§ ОТРЫВОК:
↓

Это не было замечено, воспринято, осознано. Ныне, в наши дни, эти две магистрали сошлись и слились. Та, видимая, явная, первая магистраль, доселе неизменно ведшая вверх, - от Ломоносова к Пушкину, от Полтавы к Бородину, от мира в Кучук-Кайнарджи к миру в Сан-Стефано, от успеха к успеху, от силы к силе, - ныне, к ужасу нашему, преломилась, явно устремилась вниз, и с невероятной быстротой хочет совпасть с тайной линией нисхождения, - и кто знает? - не совпала ли уже она с нею? «Быть худу» - ощущалось неизменно людьми, стоявшими на второй магистрали, при всяком новом и высшем загибе первой восходящей линии.

↑

§ ИСХОДНЫЕ ЗАПИСИ:
↓

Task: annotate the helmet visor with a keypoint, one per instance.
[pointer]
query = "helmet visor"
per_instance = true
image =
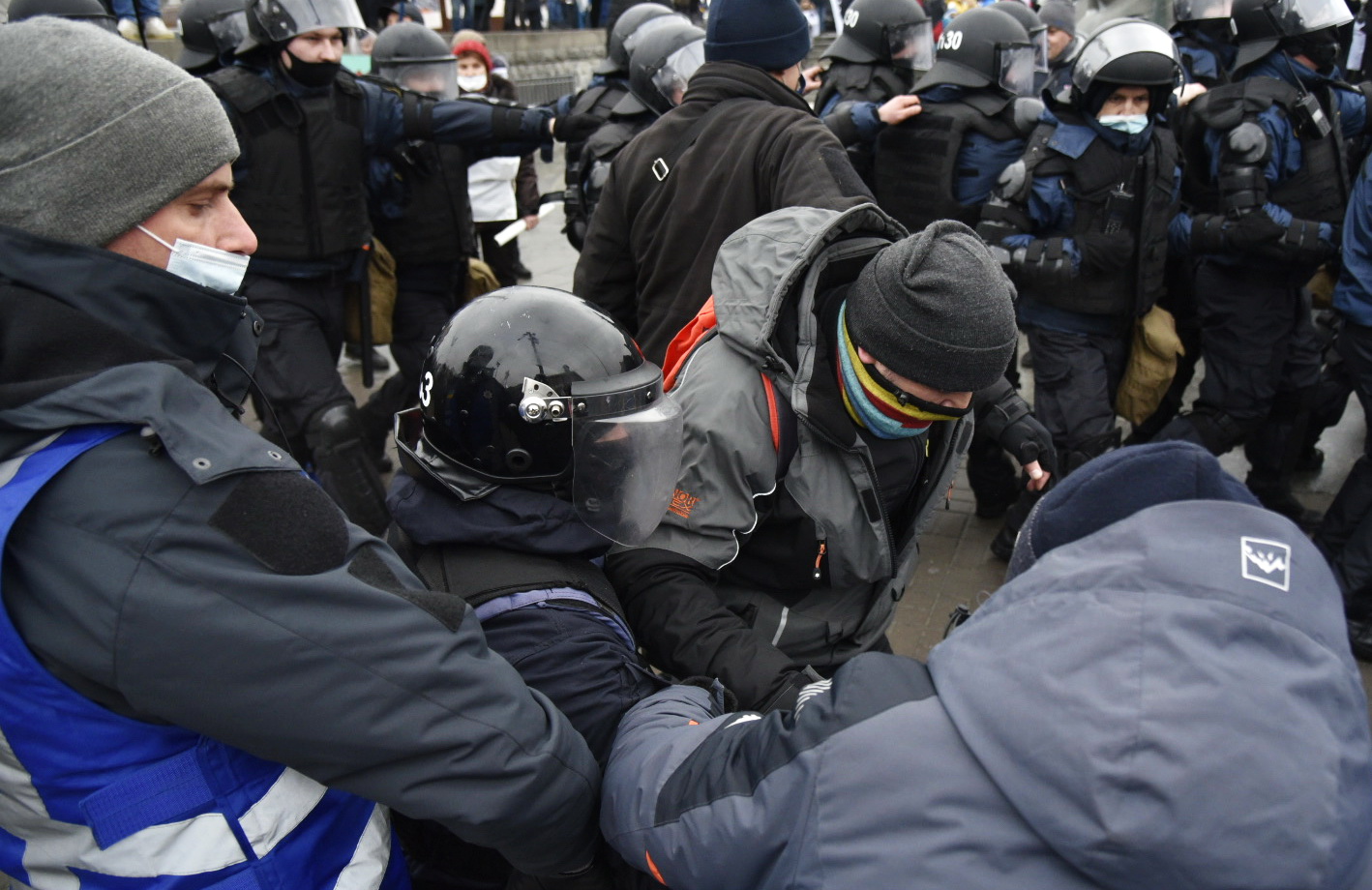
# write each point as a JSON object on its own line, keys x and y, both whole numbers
{"x": 672, "y": 77}
{"x": 283, "y": 19}
{"x": 1302, "y": 16}
{"x": 1017, "y": 68}
{"x": 911, "y": 45}
{"x": 229, "y": 30}
{"x": 1198, "y": 10}
{"x": 1040, "y": 49}
{"x": 436, "y": 79}
{"x": 1132, "y": 37}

↑

§ СУТЬ ЗАДАНИЯ:
Перескажите короче абзац отрывка, начинающийся словами «Это не было замечено», сохранив его основные факты.

§ РЕШЕНИЕ ЗАДАНИЯ:
Этого никто не заметил и не осознал. Теперь две магистрали сошлись и слились. Первая, явная, прежде всегда вела вверх: от Ломоносова к Пушкину, от Полтавы к Бородину, от мира в Кучук-Кайнарджи к миру в Сан-Стефано. Ныне, к нашему ужасу, она переломилась, стремительно пошла вниз и стремится совпасть с тайной линией нисхождения, а возможно, уже совпала. Люди, стоявшие на второй магистрали, при каждом новом подъеме первой неизменно чувствовали: «Быть худу».